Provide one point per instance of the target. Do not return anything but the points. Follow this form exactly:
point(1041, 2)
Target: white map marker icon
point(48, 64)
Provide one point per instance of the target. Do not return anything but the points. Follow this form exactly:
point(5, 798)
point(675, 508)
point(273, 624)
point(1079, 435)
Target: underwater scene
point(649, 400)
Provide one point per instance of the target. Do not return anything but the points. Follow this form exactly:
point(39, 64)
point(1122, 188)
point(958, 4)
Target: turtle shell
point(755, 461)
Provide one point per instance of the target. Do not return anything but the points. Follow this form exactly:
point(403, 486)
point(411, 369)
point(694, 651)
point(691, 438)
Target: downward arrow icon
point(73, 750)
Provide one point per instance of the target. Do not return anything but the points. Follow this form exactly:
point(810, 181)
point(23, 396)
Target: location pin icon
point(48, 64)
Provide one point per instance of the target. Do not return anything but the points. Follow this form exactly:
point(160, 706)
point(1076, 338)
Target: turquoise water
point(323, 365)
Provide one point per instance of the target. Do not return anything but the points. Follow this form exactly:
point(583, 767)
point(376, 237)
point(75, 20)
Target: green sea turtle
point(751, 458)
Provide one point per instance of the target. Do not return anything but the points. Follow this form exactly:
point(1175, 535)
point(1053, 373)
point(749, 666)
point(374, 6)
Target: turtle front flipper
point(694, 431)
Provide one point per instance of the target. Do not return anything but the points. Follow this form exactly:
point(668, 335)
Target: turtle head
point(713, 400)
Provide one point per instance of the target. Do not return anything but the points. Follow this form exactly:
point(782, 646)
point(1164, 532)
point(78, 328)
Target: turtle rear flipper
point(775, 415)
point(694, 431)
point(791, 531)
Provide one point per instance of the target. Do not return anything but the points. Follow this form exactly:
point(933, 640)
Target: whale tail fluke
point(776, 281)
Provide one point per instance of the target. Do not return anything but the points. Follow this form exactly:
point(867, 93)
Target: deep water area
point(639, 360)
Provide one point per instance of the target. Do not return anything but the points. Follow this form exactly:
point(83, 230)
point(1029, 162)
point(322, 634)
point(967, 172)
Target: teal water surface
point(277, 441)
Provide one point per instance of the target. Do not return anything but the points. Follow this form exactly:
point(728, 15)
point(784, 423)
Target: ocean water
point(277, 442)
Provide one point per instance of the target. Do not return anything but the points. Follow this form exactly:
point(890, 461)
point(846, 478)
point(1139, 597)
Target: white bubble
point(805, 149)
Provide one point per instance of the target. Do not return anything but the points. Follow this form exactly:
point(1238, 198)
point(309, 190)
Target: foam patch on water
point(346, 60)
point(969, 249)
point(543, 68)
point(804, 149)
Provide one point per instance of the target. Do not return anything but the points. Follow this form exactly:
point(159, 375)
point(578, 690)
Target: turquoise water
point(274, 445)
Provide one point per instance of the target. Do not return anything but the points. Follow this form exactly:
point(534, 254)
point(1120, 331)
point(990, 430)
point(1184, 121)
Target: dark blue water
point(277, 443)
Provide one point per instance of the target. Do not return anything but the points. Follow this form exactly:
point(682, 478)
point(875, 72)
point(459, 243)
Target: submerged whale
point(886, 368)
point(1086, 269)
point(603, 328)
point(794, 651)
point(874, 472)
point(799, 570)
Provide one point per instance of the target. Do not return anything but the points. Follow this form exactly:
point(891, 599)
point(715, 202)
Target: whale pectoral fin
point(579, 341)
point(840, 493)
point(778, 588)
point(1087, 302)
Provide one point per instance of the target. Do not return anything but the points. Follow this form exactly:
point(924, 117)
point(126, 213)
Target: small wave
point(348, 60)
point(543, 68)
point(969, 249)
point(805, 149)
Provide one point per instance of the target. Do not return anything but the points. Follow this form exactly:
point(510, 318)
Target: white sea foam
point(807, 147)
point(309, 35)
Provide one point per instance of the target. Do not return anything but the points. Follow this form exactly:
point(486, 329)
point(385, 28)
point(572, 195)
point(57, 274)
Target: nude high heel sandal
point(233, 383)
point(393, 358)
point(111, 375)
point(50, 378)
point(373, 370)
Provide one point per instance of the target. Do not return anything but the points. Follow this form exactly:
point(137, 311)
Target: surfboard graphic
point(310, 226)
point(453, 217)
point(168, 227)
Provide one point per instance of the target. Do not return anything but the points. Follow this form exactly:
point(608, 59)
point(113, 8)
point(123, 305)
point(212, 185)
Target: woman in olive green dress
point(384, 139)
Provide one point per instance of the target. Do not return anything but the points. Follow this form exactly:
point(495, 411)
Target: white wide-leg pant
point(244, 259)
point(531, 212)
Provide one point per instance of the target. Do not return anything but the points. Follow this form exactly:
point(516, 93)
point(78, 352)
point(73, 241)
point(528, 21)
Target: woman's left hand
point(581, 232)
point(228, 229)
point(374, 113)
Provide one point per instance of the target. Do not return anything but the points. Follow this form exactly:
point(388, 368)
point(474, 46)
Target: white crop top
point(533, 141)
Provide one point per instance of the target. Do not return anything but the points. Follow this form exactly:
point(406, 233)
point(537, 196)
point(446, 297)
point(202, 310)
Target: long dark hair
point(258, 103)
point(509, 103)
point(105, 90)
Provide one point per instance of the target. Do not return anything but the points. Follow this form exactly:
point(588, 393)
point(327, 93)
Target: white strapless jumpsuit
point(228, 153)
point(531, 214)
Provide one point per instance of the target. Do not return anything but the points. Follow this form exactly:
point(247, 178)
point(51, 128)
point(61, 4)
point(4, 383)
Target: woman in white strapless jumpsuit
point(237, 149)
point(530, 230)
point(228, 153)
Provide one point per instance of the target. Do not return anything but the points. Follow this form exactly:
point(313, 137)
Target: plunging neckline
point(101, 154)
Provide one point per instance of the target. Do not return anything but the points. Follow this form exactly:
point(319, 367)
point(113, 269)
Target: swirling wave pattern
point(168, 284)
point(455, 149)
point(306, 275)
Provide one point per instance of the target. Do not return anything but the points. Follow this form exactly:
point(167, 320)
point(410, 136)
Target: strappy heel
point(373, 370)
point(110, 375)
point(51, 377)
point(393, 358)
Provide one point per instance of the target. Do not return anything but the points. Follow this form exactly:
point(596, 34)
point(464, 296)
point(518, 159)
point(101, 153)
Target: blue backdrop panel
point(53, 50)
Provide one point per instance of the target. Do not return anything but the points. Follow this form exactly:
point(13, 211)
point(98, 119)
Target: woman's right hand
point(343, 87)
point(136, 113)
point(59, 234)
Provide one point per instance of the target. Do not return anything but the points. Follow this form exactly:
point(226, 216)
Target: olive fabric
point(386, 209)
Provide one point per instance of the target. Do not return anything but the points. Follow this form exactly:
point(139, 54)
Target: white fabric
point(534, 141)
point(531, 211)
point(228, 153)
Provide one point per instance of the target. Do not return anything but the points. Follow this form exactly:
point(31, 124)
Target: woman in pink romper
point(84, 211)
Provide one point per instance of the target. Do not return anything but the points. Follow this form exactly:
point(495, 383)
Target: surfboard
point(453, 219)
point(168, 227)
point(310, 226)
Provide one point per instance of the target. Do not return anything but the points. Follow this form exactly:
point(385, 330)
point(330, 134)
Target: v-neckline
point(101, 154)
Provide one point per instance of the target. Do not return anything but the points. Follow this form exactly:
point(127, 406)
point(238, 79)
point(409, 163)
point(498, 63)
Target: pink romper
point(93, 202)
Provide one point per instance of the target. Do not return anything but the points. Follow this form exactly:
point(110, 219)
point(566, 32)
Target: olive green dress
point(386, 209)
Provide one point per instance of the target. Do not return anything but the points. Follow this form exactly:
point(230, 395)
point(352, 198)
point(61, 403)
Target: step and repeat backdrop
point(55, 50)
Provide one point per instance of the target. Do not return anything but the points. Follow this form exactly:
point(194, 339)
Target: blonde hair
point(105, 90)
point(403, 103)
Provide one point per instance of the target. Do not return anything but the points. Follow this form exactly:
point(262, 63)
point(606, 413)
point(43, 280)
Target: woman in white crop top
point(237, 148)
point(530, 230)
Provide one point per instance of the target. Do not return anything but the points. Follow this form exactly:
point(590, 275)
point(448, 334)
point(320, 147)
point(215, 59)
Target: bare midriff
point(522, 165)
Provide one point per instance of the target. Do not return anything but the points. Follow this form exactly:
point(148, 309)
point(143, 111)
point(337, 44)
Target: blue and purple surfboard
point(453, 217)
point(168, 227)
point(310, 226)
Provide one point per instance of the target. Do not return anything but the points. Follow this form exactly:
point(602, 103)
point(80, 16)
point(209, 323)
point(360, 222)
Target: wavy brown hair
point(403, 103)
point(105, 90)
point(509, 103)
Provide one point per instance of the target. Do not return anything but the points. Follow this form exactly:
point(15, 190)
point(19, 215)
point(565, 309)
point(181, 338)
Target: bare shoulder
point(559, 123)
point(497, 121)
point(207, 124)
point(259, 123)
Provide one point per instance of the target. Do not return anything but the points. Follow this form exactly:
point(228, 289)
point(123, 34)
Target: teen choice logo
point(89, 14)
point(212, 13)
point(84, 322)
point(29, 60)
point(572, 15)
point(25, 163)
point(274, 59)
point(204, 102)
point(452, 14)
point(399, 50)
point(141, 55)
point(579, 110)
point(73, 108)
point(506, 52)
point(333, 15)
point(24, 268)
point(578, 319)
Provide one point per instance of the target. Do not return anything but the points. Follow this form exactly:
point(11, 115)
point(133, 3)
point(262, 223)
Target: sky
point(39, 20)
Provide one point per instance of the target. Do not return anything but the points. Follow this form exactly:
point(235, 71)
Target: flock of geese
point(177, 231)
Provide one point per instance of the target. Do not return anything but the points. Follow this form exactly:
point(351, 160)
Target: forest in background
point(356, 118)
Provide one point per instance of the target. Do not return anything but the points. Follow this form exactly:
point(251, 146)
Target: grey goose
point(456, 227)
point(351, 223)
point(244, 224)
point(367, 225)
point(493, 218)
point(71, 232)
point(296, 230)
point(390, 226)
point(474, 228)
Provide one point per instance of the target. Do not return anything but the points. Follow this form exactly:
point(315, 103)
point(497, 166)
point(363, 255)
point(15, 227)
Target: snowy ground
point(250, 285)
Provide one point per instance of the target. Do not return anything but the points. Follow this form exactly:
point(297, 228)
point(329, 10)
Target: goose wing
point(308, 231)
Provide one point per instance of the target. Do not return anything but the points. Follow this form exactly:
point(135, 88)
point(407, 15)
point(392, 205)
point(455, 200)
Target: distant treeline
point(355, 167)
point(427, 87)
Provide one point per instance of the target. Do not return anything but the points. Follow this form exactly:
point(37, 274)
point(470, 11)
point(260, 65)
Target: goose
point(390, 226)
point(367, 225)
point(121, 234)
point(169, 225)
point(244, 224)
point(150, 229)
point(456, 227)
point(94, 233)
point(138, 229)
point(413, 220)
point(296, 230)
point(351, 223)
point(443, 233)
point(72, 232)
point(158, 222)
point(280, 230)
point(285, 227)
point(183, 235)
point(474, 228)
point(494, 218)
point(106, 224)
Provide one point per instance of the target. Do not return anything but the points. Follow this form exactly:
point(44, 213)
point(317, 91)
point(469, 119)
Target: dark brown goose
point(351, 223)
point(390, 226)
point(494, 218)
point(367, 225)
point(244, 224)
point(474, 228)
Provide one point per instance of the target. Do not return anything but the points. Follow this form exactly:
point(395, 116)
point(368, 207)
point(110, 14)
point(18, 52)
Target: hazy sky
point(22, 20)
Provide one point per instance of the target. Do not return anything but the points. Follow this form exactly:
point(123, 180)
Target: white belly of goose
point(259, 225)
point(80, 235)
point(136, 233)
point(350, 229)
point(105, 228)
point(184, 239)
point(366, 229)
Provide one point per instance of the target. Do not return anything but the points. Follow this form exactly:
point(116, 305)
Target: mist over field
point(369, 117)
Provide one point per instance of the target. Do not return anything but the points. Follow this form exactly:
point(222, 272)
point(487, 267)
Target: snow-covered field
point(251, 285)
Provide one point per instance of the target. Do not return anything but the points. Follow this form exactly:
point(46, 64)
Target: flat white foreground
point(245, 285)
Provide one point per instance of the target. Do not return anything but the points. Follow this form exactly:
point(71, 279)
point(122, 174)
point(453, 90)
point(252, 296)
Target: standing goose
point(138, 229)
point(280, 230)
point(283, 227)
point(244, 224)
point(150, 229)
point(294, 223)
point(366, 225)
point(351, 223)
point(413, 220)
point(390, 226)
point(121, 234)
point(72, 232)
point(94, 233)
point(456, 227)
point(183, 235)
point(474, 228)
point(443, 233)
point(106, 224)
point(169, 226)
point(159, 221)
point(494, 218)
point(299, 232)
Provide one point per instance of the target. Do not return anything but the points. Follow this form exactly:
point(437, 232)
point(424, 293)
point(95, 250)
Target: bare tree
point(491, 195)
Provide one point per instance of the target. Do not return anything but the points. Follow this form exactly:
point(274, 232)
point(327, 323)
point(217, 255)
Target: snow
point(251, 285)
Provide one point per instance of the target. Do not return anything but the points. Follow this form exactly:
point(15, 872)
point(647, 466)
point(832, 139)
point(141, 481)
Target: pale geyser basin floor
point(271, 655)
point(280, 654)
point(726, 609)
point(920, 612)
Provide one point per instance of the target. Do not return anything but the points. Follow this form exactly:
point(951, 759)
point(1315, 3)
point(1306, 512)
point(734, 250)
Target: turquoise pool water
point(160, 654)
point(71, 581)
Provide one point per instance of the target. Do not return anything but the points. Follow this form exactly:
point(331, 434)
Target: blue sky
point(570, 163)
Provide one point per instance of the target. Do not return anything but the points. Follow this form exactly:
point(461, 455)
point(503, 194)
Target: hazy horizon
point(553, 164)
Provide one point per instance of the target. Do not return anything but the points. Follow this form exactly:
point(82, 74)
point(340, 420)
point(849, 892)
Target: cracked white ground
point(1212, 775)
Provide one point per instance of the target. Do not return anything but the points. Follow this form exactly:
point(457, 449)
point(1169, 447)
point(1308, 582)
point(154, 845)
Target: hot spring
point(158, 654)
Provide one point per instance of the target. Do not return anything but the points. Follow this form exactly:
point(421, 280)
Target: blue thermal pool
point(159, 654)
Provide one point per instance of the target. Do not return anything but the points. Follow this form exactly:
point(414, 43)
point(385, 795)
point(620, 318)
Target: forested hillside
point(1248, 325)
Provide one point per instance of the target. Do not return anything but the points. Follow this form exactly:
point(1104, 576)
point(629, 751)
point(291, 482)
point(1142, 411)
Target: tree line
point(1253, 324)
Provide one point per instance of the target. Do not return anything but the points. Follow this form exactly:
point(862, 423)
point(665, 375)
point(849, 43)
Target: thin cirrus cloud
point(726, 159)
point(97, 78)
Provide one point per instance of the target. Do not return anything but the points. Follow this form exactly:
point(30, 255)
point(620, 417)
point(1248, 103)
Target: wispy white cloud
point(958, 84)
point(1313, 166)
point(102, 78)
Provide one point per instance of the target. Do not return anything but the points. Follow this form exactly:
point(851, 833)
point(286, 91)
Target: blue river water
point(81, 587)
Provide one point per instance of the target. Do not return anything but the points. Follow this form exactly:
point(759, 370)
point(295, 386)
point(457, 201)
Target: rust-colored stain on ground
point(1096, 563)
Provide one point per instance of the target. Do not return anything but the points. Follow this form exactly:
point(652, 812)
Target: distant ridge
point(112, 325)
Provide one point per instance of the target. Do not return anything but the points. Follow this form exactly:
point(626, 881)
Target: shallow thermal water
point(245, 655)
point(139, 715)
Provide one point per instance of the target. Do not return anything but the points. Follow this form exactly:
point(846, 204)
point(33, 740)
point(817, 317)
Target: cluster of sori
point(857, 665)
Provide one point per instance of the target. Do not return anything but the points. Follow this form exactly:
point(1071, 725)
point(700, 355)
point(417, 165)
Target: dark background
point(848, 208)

Challenge:
Gather every line above that contains the string "field". Case counts.

Task solution:
Target: mist over field
Target: snow-covered field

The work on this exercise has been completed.